#### GIVEN EXERCISE A:
Copy word for word the part of the SAS subsetting note between "Subsetting and Resampling" and "methods and assumptions.", inclusive.

#### TEXT SECTION:
:::

Subsetting and Resampling in SAS

This usage note describes the SAS code needed to subset or resample a SAS dataset. Such code can form the basis of jackknife or bootstrapping macros. This document is designed for those who have some SAS experience and who are also familiar with basic regression methods and assumptions.

Overview

Described in this document is the code necessary to perform the following tasks:

* selection of successive observations

* selection of specific observations

* random selection of an approximate proportion of observations

* random selection of a specific number or proportion of observations

* jackknife ("leave-one-out") selection

* repeated split-sample selection

* random selection with replacement (bootstrapping)

This document explains the code sequentially: you may need to refer to an earlier technique to understand a later one. Each set of code assumes you are using a SAS dataset alldata as input and are creating two new datasets (analysis and holdout), each consisting of subsets of alldata.

Selecting Successive Observations

The following code divides alldata into analysis, which will consist of the first 67 observations, and holdout, which will consist of the remaining observations.

:::

#### RECORDS SHOWN:
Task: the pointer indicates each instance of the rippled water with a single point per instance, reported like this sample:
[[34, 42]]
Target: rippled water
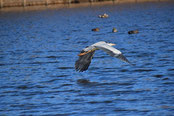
[[38, 50]]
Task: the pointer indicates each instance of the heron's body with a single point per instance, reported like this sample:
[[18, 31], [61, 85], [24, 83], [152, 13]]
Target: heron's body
[[87, 53]]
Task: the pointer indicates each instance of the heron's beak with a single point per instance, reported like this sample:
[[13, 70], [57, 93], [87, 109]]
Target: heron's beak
[[81, 54], [111, 44]]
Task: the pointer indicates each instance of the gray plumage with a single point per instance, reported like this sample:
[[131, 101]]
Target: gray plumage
[[87, 53]]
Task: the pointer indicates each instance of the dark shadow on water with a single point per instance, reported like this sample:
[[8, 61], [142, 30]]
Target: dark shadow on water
[[86, 82]]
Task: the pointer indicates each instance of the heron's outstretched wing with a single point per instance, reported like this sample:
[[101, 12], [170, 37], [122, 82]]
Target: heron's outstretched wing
[[112, 52], [84, 61]]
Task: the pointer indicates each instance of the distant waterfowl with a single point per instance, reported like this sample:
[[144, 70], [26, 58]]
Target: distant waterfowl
[[133, 32], [87, 53], [114, 30], [95, 29], [103, 16]]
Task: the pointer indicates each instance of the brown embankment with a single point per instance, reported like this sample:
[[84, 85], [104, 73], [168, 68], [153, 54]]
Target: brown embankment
[[10, 5]]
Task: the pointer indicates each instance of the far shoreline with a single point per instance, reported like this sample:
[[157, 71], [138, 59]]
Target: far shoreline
[[75, 5]]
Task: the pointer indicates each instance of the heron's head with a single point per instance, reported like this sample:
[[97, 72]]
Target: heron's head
[[111, 44]]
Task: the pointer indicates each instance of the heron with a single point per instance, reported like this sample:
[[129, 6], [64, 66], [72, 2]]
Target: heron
[[87, 54]]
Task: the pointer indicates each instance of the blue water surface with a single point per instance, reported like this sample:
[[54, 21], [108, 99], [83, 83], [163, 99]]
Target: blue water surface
[[38, 50]]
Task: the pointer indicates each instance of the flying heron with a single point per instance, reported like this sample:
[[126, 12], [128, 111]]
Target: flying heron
[[87, 53]]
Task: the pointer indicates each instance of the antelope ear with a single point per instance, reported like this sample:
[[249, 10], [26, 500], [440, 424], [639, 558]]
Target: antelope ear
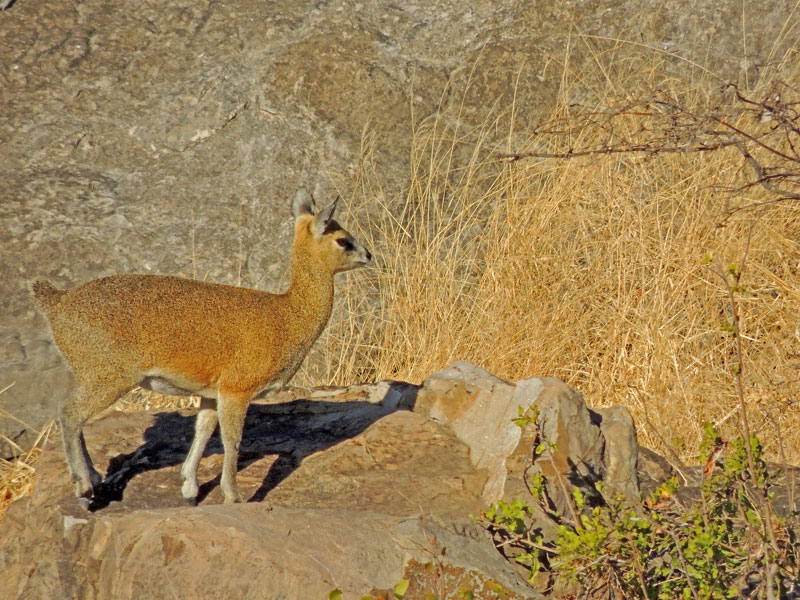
[[323, 217], [303, 203]]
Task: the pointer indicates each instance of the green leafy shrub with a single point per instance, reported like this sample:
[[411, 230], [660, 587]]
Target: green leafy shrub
[[726, 544]]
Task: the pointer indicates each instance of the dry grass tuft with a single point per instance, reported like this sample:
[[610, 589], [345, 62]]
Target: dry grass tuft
[[590, 270], [17, 475]]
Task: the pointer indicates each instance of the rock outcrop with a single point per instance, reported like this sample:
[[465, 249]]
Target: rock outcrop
[[353, 488], [168, 136]]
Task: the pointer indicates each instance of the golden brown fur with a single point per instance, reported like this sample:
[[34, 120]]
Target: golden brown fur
[[224, 343]]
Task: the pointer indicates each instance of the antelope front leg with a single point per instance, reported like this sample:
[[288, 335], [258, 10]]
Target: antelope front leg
[[206, 422], [232, 410]]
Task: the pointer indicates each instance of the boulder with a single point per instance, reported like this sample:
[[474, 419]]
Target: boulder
[[344, 488], [351, 488]]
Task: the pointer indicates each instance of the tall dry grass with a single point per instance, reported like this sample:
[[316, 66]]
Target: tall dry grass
[[590, 270]]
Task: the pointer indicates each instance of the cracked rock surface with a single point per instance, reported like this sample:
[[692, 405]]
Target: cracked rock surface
[[169, 136], [352, 488]]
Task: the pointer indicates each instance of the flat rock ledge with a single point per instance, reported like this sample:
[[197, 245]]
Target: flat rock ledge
[[352, 488]]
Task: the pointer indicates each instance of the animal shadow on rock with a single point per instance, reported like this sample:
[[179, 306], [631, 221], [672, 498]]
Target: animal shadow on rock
[[292, 430]]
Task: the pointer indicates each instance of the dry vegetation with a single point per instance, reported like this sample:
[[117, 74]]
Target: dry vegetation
[[590, 269]]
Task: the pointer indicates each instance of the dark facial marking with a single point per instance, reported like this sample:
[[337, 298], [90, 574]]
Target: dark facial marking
[[346, 244], [331, 227]]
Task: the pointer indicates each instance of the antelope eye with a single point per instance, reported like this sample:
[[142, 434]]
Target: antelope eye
[[345, 243]]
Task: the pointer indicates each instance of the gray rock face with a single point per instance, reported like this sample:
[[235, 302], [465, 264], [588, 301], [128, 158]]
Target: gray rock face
[[168, 136]]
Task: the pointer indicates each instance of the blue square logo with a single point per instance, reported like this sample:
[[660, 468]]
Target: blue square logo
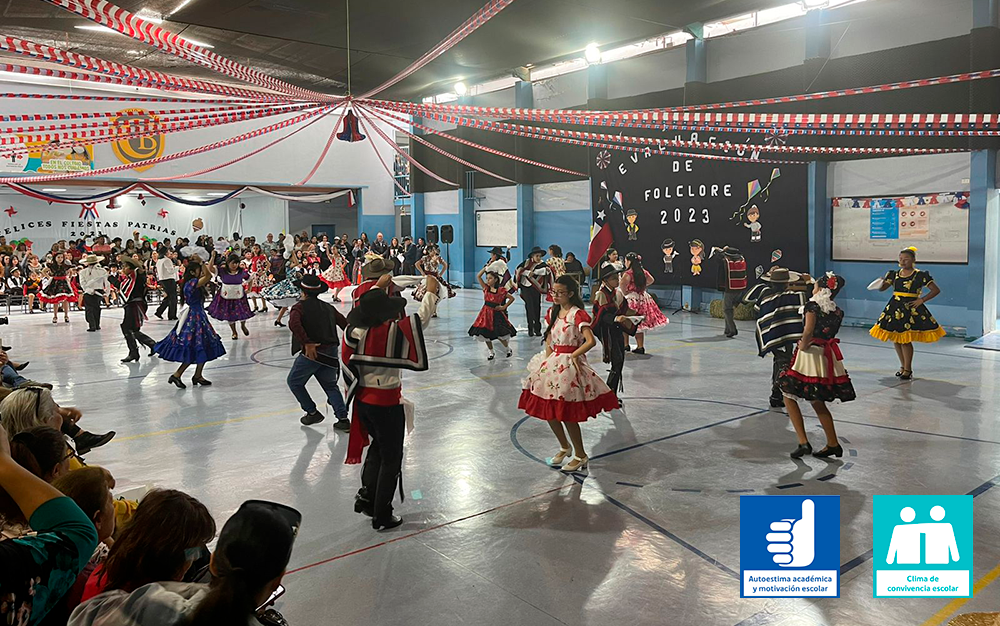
[[922, 547], [790, 546]]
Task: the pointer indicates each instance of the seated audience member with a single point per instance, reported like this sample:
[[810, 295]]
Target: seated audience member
[[32, 406], [36, 571], [247, 566], [573, 265], [159, 543], [90, 488], [43, 452]]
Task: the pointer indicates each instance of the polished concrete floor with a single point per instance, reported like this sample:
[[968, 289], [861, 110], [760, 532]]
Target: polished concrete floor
[[492, 535]]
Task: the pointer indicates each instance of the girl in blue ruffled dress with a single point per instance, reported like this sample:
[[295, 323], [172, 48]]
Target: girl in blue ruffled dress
[[192, 340]]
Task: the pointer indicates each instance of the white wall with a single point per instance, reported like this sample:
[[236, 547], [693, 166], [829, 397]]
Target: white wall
[[287, 163], [45, 223], [302, 215], [884, 24], [898, 175]]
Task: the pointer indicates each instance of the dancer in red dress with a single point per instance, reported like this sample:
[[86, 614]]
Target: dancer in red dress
[[492, 322], [561, 387]]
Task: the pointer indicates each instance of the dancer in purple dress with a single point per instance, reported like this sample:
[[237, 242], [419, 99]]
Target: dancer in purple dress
[[230, 303], [192, 340]]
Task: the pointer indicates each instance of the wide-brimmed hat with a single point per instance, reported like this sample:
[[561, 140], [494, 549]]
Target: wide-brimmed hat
[[781, 275], [374, 307], [311, 284], [377, 267], [607, 270]]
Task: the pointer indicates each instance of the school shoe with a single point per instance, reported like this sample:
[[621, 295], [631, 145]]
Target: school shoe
[[828, 452], [86, 441], [312, 418], [387, 523], [801, 451]]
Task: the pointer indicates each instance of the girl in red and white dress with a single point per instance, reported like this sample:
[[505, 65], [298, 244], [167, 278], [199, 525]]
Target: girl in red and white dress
[[561, 387], [335, 276], [492, 322], [634, 283], [260, 276]]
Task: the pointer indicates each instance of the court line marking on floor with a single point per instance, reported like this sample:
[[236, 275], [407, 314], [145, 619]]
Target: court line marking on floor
[[426, 530], [953, 606]]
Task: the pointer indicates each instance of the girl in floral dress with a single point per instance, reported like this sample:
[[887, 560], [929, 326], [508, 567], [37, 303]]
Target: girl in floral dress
[[335, 276], [634, 283], [192, 340], [905, 318], [230, 303], [260, 276], [817, 374], [492, 322], [561, 387]]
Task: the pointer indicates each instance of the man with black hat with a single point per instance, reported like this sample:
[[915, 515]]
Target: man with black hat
[[611, 324], [778, 302], [94, 284], [732, 282], [379, 342], [533, 279], [133, 293], [314, 323]]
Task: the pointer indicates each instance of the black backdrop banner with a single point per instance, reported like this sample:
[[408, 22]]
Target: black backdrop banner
[[654, 200]]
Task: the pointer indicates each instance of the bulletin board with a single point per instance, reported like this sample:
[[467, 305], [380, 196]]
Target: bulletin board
[[877, 228]]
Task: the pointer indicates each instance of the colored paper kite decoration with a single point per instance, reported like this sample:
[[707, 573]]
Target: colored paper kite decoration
[[351, 132]]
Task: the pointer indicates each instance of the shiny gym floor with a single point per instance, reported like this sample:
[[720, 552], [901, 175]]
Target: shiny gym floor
[[492, 535]]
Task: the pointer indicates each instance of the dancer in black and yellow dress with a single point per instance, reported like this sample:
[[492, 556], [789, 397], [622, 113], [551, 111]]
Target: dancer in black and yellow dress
[[905, 318]]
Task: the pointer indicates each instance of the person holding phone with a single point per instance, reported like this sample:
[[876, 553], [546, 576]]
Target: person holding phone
[[192, 340]]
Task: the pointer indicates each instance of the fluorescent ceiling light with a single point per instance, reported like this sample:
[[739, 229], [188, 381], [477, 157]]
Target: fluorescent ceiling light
[[150, 16], [592, 53], [180, 6], [198, 43], [98, 28]]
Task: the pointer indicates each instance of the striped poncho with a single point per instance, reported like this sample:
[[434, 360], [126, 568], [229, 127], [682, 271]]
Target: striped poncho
[[780, 321]]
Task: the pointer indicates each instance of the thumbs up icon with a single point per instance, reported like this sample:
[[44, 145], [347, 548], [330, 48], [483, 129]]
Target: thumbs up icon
[[793, 542]]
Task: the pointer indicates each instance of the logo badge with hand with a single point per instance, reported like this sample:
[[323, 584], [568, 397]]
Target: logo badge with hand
[[793, 542]]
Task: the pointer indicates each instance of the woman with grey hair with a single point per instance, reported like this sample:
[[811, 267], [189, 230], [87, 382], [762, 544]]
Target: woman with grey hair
[[29, 407]]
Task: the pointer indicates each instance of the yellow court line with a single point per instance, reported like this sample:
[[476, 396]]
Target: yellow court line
[[181, 429], [953, 606]]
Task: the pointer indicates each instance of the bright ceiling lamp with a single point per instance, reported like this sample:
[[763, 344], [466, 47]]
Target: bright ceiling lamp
[[592, 53]]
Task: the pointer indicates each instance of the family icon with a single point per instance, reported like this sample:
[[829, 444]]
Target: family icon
[[940, 545]]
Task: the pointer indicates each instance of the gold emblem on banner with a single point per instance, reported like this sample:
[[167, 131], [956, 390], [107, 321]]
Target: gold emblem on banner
[[135, 149]]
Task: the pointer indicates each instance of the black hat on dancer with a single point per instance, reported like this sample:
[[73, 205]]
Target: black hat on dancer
[[781, 275], [607, 270], [375, 307], [311, 284]]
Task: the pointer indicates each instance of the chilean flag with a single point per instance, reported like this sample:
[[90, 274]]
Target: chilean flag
[[600, 232]]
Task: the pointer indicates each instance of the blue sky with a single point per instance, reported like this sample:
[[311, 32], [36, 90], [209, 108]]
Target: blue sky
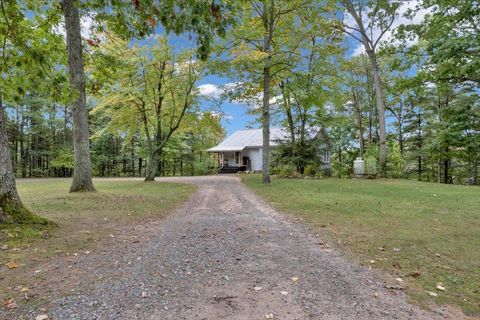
[[235, 116]]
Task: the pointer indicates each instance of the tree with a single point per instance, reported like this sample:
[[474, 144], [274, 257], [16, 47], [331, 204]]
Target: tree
[[11, 208], [153, 88], [82, 173], [381, 16], [260, 53], [24, 67]]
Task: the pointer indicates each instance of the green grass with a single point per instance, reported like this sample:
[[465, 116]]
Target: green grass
[[436, 227], [81, 219]]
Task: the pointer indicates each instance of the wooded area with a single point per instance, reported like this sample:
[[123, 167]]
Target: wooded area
[[95, 88]]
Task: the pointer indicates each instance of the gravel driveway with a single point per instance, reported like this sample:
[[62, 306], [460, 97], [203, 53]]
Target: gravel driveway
[[225, 254]]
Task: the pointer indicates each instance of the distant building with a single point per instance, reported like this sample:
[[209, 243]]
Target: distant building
[[242, 151]]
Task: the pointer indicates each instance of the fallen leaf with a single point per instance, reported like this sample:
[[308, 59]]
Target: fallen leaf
[[433, 294], [415, 274], [10, 304]]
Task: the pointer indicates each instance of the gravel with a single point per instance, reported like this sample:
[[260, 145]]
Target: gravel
[[224, 254]]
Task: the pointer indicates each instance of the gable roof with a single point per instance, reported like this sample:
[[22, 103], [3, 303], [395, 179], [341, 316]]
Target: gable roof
[[242, 139]]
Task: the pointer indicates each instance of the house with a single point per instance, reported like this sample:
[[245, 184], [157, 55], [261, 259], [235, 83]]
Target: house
[[242, 151]]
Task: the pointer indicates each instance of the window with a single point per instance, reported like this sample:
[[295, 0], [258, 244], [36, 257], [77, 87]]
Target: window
[[237, 157]]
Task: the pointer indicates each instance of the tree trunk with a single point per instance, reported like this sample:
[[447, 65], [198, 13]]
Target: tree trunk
[[266, 125], [152, 166], [381, 115], [358, 114], [11, 208], [82, 175], [269, 24]]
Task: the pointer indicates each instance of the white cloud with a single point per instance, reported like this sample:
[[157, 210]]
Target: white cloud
[[86, 24], [213, 91], [210, 90], [400, 20]]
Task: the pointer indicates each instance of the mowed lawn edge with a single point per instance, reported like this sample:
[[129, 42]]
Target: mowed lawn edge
[[83, 220], [426, 234]]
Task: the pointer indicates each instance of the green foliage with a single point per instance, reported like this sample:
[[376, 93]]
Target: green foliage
[[420, 219], [396, 161], [63, 160], [371, 161], [285, 171]]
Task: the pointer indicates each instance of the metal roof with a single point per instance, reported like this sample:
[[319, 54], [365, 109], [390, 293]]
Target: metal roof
[[249, 138]]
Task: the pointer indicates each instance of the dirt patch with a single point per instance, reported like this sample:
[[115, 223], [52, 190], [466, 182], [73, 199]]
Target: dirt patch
[[224, 254]]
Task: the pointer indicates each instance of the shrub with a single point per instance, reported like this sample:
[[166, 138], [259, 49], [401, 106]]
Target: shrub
[[309, 170], [285, 172]]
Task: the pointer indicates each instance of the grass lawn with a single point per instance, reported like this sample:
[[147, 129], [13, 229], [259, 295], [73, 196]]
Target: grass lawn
[[424, 233], [82, 219]]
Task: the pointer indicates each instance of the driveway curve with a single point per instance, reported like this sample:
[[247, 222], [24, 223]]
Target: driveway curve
[[226, 254]]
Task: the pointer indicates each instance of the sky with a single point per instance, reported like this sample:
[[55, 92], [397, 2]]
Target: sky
[[234, 113]]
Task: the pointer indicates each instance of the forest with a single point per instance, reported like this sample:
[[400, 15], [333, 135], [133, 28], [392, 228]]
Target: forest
[[97, 87]]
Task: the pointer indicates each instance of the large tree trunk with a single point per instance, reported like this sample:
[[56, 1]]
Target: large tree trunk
[[268, 23], [82, 175], [266, 125], [358, 116], [11, 208], [381, 114], [152, 167]]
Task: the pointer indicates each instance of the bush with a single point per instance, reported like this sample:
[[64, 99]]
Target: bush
[[285, 172]]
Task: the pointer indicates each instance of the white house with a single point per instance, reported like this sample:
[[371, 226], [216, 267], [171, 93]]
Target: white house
[[242, 151]]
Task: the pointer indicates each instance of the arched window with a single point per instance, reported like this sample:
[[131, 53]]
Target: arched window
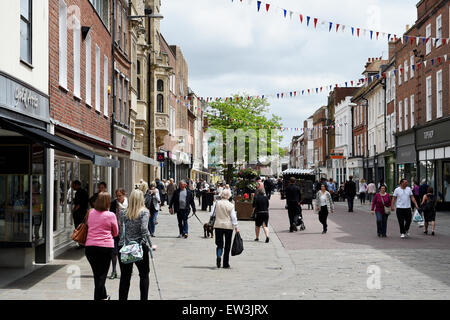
[[160, 103], [160, 85]]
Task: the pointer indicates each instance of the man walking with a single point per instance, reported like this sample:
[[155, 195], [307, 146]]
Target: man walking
[[268, 187], [180, 203], [350, 192], [402, 199], [293, 200]]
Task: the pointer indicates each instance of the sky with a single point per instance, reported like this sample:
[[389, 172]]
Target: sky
[[231, 48]]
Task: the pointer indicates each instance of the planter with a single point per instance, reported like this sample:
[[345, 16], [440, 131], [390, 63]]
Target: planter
[[244, 210]]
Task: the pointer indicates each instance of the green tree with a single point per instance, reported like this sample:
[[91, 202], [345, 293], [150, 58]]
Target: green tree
[[245, 114]]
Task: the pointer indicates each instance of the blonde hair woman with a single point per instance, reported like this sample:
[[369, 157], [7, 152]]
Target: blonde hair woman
[[226, 221], [135, 228]]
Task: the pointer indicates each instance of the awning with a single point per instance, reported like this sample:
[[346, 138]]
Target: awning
[[143, 159], [299, 171], [55, 142]]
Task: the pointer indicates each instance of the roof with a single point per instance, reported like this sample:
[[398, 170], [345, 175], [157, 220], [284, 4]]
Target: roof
[[298, 171]]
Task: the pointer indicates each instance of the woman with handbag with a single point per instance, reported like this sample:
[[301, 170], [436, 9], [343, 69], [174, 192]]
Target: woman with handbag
[[152, 203], [135, 228], [326, 205], [225, 222], [381, 203], [261, 212], [429, 210], [102, 228], [118, 205]]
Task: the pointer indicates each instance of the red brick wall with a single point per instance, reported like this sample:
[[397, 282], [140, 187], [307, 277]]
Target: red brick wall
[[428, 11], [63, 106]]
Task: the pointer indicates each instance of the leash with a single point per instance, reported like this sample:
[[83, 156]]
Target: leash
[[153, 263]]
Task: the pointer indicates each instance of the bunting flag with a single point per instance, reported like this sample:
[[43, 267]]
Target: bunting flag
[[341, 27]]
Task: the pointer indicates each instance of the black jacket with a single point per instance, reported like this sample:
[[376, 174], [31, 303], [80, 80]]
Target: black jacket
[[293, 193], [175, 201], [261, 203], [350, 188]]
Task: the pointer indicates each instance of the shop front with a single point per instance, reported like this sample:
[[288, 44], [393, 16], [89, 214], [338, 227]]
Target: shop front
[[406, 158], [23, 174], [433, 146], [355, 168]]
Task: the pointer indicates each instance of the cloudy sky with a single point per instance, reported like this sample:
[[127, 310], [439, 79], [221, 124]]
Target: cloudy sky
[[231, 48]]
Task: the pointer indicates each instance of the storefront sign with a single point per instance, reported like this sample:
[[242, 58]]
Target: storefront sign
[[434, 136], [18, 98], [123, 141]]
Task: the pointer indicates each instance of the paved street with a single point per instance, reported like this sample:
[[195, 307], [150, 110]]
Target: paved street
[[302, 265]]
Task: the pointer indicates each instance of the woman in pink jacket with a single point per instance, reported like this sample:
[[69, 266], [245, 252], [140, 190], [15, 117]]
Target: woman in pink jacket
[[381, 201], [102, 228]]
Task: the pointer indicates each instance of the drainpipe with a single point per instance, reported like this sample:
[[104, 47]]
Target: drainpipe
[[113, 82]]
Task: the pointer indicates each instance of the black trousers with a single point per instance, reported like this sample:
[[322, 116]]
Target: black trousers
[[222, 234], [323, 216], [404, 217], [99, 258], [125, 276], [293, 210]]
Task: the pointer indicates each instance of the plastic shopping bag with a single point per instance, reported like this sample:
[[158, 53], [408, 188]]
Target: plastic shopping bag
[[417, 216]]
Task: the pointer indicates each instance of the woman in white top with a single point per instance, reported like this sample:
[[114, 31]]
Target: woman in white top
[[224, 224], [326, 205], [362, 191]]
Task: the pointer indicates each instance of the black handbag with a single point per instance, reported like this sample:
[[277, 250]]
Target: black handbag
[[238, 245]]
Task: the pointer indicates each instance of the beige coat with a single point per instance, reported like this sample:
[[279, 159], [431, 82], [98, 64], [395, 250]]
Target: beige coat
[[225, 215]]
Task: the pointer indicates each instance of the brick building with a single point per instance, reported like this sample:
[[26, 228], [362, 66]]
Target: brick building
[[422, 101], [81, 104]]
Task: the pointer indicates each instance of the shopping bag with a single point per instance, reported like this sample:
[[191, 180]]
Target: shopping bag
[[238, 245], [417, 216]]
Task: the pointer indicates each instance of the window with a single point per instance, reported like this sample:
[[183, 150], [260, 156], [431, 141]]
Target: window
[[406, 114], [429, 96], [76, 56], [63, 44], [160, 103], [120, 97], [428, 36], [97, 78], [405, 71], [125, 102], [88, 71], [105, 86], [438, 31], [124, 30], [25, 31], [172, 121], [439, 93], [160, 85], [119, 19]]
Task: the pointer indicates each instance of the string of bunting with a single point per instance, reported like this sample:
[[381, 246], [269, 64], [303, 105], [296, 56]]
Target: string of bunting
[[339, 27], [417, 66]]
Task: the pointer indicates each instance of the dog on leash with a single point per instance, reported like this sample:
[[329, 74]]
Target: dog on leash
[[208, 230]]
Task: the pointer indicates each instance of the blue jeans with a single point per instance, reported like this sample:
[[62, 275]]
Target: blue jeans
[[350, 203], [381, 223], [182, 216], [152, 222]]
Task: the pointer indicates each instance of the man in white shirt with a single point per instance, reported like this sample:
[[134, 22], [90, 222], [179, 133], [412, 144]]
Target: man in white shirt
[[402, 198]]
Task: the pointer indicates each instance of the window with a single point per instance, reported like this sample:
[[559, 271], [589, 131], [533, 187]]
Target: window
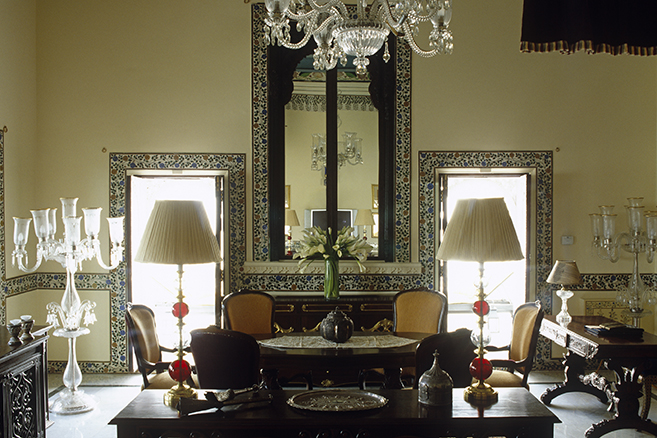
[[506, 282], [157, 285]]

:::

#### GIVEN EXERCISE B:
Substitute "flower box" for "planter" in the records between the lines holding "Task: the pointer indicates each instance of the bush" and "228], [118, 205]]", inclusive, and give only those lines with nothing else changed. Leave the pictures out.

#### CORRECT ANSWER A:
Subsetting and Resampling in SAS

This usage note describes the SAS code needed to subset or resample a SAS dataset. Such code can form the basis of jackknife or bootstrapping macros. This document is designed for those who have some SAS experience and who are also familiar with basic regression methods and assumptions.

#### CORRECT ANSWER B:
Task: the pointer indicates each instance of the bush with a single point per instance, reported like this sample:
[[64, 99]]
Target: bush
[[285, 172]]
Task: the pointer indicates each instance of the white house with a single point per instance, reported like this sample:
[[371, 226], [216, 267], [171, 93]]
Target: white house
[[242, 151]]
Task: the pointer indicates each instance of the arched window with a single point per instance, reported like this sample:
[[131, 53]]
Target: arched window
[[160, 103], [160, 85]]
Task: the pointer indicates each instance of the man walking with a single point per instance, reported like this sample:
[[155, 195], [307, 146]]
Target: man walking
[[268, 187], [180, 203], [350, 192], [402, 199], [293, 200]]
Task: the pointer indicates each instance of the sky with a single point per instance, reported like this sample:
[[389, 172]]
Target: sky
[[231, 48]]
Task: the pointer indicates each instance of the flower box with a single point per instance, reported like this sample:
[[345, 16], [440, 131], [390, 63]]
Target: flower box
[[244, 210]]
Task: the pointer indicates each instance of the green tree with a single point per instance, reported like this sample:
[[91, 202], [345, 293], [150, 58]]
Target: green tree
[[245, 114]]
Task: the pointer indicates each instance of the blonde hair woman with a single point per instance, reported like this sample:
[[369, 157], [7, 152]]
Target: blonde hair woman
[[226, 221], [135, 228]]
Task: the pointer indicates each instance of the awning with a single point per instance, reported like this sample:
[[346, 138]]
Target: awning
[[143, 159], [299, 171], [55, 142]]
Task: the pointer indicates each instance of the roof with a single point per instance, reported like this sample:
[[398, 170], [345, 175], [157, 220], [284, 4]]
Target: roof
[[298, 171]]
Task: the pointer indicates each instance of the woman with handbag with a single point per instance, reported like this sample:
[[301, 170], [436, 9], [343, 69], [174, 192]]
Target: woman with handbag
[[152, 203], [135, 228], [326, 205], [225, 222], [381, 203], [261, 212], [429, 210], [102, 228], [118, 205]]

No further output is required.